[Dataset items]
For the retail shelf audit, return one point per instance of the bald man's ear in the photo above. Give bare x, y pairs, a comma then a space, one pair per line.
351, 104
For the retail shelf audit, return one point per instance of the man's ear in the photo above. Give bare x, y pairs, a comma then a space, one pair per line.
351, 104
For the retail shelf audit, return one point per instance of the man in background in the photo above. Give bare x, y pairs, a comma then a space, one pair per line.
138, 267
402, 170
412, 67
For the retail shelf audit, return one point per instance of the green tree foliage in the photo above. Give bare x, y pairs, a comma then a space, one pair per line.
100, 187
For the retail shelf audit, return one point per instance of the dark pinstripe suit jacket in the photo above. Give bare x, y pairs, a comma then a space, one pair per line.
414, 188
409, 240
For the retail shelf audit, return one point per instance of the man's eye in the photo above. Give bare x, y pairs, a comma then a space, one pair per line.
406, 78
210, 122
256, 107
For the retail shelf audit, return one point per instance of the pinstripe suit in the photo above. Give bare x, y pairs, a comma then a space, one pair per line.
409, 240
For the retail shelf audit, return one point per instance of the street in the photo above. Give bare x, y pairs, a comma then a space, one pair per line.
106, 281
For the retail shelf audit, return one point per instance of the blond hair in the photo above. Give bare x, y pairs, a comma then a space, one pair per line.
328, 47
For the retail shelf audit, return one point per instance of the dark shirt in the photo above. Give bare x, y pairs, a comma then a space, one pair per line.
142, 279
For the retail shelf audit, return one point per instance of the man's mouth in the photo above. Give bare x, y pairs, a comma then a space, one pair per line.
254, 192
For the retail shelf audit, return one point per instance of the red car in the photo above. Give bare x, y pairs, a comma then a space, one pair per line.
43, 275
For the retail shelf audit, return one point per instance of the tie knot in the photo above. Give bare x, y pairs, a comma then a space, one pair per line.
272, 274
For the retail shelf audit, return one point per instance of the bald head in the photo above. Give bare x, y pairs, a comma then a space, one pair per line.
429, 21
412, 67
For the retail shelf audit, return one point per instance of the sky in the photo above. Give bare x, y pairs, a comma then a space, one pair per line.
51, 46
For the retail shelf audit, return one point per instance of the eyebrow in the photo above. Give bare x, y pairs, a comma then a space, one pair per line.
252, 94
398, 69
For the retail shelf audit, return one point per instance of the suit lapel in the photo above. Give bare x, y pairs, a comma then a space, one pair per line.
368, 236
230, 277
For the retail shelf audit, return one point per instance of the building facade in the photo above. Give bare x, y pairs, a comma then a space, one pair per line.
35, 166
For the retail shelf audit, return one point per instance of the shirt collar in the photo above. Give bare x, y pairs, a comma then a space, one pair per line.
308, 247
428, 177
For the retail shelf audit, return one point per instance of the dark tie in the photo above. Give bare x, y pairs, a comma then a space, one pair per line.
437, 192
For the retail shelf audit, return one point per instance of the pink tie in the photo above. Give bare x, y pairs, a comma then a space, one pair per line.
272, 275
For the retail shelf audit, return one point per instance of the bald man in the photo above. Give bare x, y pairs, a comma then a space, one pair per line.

What the exercise asks: What you return must match the records above exactly.

Answer:
For the retail shelf audit, return one point per instance of the bald man's ear in the photo above. Give bare x, y pairs, a comma then a space, one pair per line.
351, 104
For the retail shelf audit, return one point per instance of the man's ear in the photo above. Give bare x, y pairs, a comma then a space, one pair per line.
351, 104
For the retail shelf audit, return one point per instance of the man in background in the photo above. Give bare x, y pairs, a comma then a space, one pair per line.
138, 267
402, 170
412, 67
For the retail shelf audit, return one point per instance of the green tree foliage in the photo above. Give bare x, y pairs, a comma then a space, one pair per line.
100, 187
For the retail shelf audit, return one point per instance of the dark pinstripe suit jacket in the photo above. Give bare x, y pairs, a comma then a space, one pair per line.
414, 188
409, 240
For the retail shelf audit, return one point per instance of the man's eye in the photo above. Give bare x, y pairs, a comma then a space, one pair per line.
406, 78
210, 122
256, 107
For the retail shelf audit, return one point per instance of the pinstripe suit in the photo above. Give bare x, y pairs, a comma then a space, one pair per line.
409, 240
For the retail shelf audit, return one point per instance of the street in the photo above. Give bare x, y pairs, a comma then a space, one pair per line.
106, 281
For the retail shelf audit, return one point per instance of the blond hair in the photo above. Give bare x, y pairs, a comma then a space, one pair per line.
328, 47
For the retail shelf audit, return one point per instance of the dark shirt in the photo above. Give bare x, y pairs, a comma then a space, one pair per line.
142, 279
For the retail shelf audit, return one point per instance of the man's mouth in the photo above. Give bare x, y pairs, a comma then a space, one pair per line.
254, 192
For the retail shelf audit, return one point per instance of the red car in the photo above. Give bare x, y pairs, a comma then a space, one pair per line.
43, 275
For the retail shelf audit, return one point per instance of the tie knot in the photo above. Give bare x, y pairs, a comma then a space, one pair per line.
272, 274
For the retail shelf audit, return one point per instance of the bald head in the photo above. Give bare x, y pairs, a comma then a space, one pair per line.
429, 21
412, 67
For the retail shelf audit, return one point per instance of the sky in the photo above. Give bare x, y pairs, a comma then a space, one pair per line.
51, 46
For the retail shelf audit, return one point per instance of the eyebrow in the photo above. Give bare x, y pairs, a comma then a space, one pair per line.
252, 94
398, 69
For the retail shelf audit, return one point per instance of the suit lapel in the photo above. Give bare x, y pairs, a comma then a space, one pair per line.
368, 236
230, 277
For the retail shelf audit, return one point per instance of the building facade in the photo above. Give bare x, y pairs, a comma then a space, one pair per line.
35, 166
For the retail shelf audit, return one point per instance of the shirt collar in the photo above. Give bare x, y pairs, a comma then a space, one pair per line.
308, 247
428, 177
For the retail shelf audit, return one point per instance of the dark tie in the photo above. Give bare x, y pairs, a comma then a space, one pair per line.
437, 192
For the retail shelf audit, return one point per instance of the pink tie in the photo above. Give bare x, y pairs, a comma then a space, one pair per line.
272, 275
For the retail shelf audit, return one point per instance of the bald man in the photo above. Give bare x, y pairs, a comma then a space, one pair per line.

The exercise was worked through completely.